— Start of SUPPLIED TEXT —

Through a sea of marching sub-krewes, on the night of the great Krewe du Vieux parade, attentive students of Carnival may spot the sub-Krewe of Sperm holding long wooden sticks topped with white tadpole looking things reminiscent of long-gone Mr. Bingle leering from the Canal Street wall of Maison Blanche (now the Ritz-Carlton Hotel).

Next, the sub-Krewe du Jieux passes high stepping to Carnival music played with an ancient Eastern intonation that makes "If Ever I Cease to Dream" sound like "Hava Nagilla." We wave to Andrei Codrescu, poetic King of Krewe du View, and head off to find a bar with Al Johnson on the jukebox singing "Throw the baby out the window, let the joint burn down… All because it's Carnival Time!"

Mardi Gras 2002 is February 12. The Season is seemingly endless. Thank the Lord for another best-ever Carnival and to Hell with the anti-flesh religious, from the Taliban to the Republican.

One morning, recuperating atop Squalor Heights' carpets, I looked at blue sky through tall dormer windows and saw two brown pelicans, Louisiana's state bird, flying in tandem. They disappeared behind slate roofs over by The River but, in my mind, I continued seeing them swooping along inches above the churning, muddy waters searching for fish dinners served without additives. They flew in single file, if you can speak of two birds as single-file.

— End of SUPPLIED TEXT —

- **GOAL A**:
Reproduce the part of the Carnival passage starting with "Through a sea" and going on through "the Ritz-Carlton Hotel).".
- **GOAL B**:
In the Carnival passage, on what date does Mardi Gras 2002 fall?
The listing plays no role here.

— Start of DATASET CONTENT —

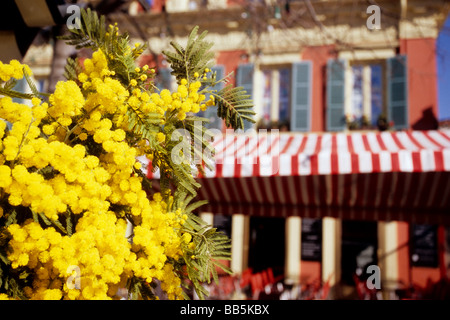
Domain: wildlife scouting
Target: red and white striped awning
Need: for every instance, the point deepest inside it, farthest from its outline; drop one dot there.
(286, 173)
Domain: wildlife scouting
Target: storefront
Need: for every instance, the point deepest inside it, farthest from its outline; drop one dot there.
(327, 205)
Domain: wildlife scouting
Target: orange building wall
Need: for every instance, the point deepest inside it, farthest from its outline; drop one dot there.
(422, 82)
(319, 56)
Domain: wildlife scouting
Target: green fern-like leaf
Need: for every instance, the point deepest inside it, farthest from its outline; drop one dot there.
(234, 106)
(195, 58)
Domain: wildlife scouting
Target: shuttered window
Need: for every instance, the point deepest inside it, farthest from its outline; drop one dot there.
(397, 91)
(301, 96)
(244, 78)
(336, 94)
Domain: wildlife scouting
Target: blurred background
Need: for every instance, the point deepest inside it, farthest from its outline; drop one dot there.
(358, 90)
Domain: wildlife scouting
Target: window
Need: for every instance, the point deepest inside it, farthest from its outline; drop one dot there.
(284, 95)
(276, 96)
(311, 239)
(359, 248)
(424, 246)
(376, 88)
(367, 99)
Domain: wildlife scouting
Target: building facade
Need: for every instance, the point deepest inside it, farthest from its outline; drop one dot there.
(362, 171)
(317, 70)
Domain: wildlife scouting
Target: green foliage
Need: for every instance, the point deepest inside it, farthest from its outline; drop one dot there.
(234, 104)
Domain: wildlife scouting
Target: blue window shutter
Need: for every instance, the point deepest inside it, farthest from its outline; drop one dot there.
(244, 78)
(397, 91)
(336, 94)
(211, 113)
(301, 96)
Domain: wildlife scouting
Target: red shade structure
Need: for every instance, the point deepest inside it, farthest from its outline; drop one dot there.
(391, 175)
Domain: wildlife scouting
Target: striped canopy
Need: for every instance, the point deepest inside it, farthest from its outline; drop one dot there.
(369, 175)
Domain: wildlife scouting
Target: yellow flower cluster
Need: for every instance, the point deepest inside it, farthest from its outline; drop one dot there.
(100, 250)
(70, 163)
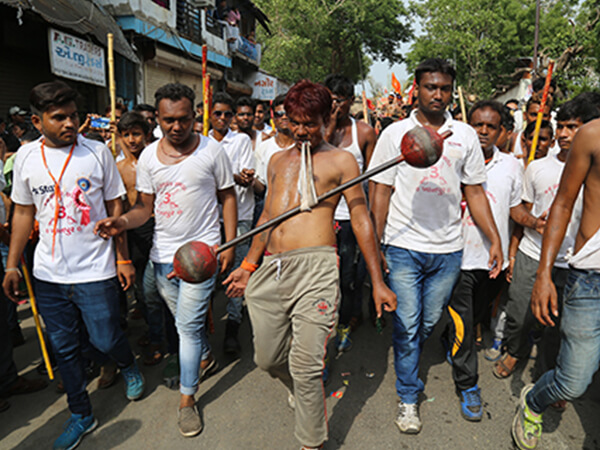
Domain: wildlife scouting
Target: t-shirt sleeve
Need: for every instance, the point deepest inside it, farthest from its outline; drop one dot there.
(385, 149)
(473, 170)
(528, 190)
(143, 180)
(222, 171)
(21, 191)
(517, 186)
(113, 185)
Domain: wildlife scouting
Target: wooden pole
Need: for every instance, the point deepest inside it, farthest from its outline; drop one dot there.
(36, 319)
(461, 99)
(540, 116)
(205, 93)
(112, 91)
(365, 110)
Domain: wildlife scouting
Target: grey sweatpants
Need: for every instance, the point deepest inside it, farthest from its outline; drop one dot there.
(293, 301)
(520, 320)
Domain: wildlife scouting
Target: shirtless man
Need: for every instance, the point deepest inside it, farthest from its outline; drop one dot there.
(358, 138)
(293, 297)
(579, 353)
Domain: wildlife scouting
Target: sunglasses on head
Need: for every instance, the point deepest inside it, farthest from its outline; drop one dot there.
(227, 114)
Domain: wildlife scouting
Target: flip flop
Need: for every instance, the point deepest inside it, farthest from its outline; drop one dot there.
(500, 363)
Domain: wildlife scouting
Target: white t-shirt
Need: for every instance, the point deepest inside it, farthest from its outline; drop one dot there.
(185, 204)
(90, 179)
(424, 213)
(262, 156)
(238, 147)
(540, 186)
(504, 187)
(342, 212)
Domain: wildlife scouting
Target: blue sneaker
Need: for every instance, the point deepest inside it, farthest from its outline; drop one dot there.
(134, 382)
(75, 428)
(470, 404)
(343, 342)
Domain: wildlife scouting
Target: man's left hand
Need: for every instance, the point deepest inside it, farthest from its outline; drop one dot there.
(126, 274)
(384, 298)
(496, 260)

— End of DATASET CONTENT —

- **REPLY A**:
Through a sea of marching sub-krewes, on the night of the great Krewe du Vieux parade, attentive students of Carnival may spot the sub-Krewe of Sperm holding long wooden sticks topped with white tadpole looking things reminiscent of long-gone Mr. Bingle leering from the Canal Street wall of Maison Blanche (now the Ritz-Carlton Hotel).

- **REPLY B**:
February 12.